## MATERIAL PROVIDED
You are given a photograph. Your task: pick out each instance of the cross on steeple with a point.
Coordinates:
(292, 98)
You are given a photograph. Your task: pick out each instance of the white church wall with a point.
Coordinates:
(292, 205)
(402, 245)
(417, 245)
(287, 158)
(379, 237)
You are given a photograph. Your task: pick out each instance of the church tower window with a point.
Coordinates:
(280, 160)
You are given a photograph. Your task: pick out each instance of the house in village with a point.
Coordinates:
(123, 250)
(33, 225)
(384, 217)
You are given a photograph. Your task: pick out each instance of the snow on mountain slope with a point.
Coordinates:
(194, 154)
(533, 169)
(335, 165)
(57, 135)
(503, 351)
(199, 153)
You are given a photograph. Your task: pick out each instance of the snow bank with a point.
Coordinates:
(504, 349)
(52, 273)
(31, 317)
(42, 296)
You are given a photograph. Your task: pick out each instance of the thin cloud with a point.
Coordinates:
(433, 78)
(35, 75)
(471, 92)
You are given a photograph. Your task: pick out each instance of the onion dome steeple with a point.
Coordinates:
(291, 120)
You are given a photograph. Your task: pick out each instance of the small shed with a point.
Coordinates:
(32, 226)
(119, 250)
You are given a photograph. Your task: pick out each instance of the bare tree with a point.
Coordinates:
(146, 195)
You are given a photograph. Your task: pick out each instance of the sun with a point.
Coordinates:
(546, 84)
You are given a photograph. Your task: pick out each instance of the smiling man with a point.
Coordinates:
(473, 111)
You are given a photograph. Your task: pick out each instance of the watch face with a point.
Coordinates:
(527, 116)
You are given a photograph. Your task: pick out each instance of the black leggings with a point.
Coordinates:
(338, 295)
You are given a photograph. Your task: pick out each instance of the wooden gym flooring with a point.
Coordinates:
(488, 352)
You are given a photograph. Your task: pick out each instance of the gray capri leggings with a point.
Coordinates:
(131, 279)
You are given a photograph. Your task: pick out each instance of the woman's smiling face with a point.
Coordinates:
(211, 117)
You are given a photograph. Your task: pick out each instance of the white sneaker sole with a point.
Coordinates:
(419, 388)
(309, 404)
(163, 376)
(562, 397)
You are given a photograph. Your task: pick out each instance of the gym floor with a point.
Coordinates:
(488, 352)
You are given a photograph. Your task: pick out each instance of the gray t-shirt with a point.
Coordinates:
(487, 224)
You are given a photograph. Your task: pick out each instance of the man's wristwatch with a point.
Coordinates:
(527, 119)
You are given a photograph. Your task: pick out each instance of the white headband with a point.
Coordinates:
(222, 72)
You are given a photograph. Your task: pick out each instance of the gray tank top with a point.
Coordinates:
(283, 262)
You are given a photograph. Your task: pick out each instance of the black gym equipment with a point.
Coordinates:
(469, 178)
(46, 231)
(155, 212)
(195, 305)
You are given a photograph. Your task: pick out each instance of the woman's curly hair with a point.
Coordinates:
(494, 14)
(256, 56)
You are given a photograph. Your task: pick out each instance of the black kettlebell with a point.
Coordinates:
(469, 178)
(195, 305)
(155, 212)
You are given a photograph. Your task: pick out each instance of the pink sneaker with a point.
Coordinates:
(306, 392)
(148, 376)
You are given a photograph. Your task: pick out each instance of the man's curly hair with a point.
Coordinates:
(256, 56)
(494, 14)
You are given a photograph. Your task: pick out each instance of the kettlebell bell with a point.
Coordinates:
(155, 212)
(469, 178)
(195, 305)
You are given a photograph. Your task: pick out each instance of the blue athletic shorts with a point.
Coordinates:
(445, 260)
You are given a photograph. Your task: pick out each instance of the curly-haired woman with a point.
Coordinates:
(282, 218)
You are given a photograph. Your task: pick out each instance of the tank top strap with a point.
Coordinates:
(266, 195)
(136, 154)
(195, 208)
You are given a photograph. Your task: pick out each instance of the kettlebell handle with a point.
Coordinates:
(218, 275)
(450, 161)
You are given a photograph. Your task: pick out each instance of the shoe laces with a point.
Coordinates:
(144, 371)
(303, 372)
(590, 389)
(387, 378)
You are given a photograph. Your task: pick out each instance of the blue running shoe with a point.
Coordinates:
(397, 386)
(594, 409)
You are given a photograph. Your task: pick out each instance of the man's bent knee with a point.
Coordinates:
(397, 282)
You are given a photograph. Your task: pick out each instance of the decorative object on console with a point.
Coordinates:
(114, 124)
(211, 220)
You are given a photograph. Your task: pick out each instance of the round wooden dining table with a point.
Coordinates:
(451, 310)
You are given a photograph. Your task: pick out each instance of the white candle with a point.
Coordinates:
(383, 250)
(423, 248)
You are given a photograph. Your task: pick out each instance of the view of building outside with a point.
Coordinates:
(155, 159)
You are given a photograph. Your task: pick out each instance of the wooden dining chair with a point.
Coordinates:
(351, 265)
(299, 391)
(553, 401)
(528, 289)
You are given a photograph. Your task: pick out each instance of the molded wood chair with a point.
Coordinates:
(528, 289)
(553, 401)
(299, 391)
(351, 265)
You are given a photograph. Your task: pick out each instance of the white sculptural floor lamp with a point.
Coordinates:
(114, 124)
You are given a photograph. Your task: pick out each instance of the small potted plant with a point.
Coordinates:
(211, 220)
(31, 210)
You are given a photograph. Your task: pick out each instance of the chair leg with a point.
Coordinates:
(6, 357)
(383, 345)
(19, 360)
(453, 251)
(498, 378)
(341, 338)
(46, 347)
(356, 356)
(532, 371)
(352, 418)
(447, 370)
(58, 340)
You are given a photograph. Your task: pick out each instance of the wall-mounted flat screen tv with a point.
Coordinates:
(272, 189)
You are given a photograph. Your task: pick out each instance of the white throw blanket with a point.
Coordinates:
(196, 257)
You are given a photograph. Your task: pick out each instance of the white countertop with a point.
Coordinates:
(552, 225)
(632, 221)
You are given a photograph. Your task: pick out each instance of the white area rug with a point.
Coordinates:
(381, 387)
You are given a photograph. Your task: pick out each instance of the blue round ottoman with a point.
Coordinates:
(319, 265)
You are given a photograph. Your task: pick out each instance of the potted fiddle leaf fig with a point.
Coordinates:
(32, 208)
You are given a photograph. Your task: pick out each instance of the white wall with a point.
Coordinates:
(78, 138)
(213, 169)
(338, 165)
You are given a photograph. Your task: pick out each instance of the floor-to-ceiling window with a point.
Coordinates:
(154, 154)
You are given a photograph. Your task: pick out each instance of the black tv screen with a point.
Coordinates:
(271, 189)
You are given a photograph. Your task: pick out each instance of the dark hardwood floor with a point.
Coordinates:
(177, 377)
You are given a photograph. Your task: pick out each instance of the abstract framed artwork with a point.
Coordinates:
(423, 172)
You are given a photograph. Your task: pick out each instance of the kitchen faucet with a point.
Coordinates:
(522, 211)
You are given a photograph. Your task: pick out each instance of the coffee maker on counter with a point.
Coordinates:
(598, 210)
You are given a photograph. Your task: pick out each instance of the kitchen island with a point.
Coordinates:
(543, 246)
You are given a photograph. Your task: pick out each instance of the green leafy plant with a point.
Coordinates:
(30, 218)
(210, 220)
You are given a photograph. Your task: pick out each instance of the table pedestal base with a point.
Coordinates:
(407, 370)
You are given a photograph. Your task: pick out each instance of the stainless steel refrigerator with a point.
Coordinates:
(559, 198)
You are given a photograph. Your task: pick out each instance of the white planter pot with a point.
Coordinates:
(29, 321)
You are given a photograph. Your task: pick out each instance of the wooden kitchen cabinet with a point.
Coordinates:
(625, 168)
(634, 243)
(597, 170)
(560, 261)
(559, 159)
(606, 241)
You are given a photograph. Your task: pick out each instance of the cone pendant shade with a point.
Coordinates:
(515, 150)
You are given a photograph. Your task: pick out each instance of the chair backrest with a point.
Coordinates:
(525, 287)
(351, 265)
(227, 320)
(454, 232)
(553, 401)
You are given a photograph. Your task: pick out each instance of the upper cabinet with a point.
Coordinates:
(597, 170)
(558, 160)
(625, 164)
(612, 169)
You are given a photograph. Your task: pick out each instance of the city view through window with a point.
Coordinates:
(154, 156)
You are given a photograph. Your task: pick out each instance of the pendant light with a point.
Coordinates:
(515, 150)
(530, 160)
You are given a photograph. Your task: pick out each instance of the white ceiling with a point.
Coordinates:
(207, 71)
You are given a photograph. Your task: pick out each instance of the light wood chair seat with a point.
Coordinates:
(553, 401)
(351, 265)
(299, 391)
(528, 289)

## WHAT THE TASK ASKS
Copy only the stretch running from the line containing "leafy plant with a point." to the final line of the entries, both ends included, exactly as it stands.

## EXERCISE SOLUTION
You are given a photograph. Your task: pick out each instance of the green leafy plant with a point.
Coordinates:
(30, 218)
(210, 220)
You are given a photograph. Your task: pick out each instance of the table pedestal base with a point.
Coordinates:
(407, 370)
You are given a photograph. Your task: pick out each instance of the stainless steel refrigerator with a point.
Coordinates:
(559, 198)
You are given a photograph. Your task: pick out each instance of the white planter pot with a point.
Coordinates:
(29, 321)
You are given a photograph. Your task: pick out each instance of the wooden kitchen cabinet with a point.
Coordinates:
(625, 168)
(634, 243)
(597, 170)
(560, 261)
(559, 159)
(606, 241)
You are given a photograph. Your task: pick out each instance of the cone pendant shade with a point.
Coordinates:
(515, 150)
You are given a photograph. Your task: pick out each instance of the chair backrest with a point.
Coordinates:
(525, 287)
(351, 265)
(227, 320)
(454, 232)
(553, 401)
You are given a photograph. Your task: pick out each instance of the upper cabinet with a point.
Coordinates:
(597, 170)
(558, 160)
(625, 164)
(612, 169)
You are given a photograph. Your task: pick out each instance of the city view through window with a point.
Coordinates:
(154, 156)
You are given a photograph. Your task: pick out each instance of the pendant light with a point.
Coordinates:
(515, 150)
(530, 160)
You are given a photograph. Your task: pick out each instance of the white ceiling with a point.
Coordinates:
(207, 71)
You are given a photograph. Your task: pick out each instance of the light wood chair seat with a point.
Coordinates:
(553, 401)
(351, 265)
(299, 391)
(528, 289)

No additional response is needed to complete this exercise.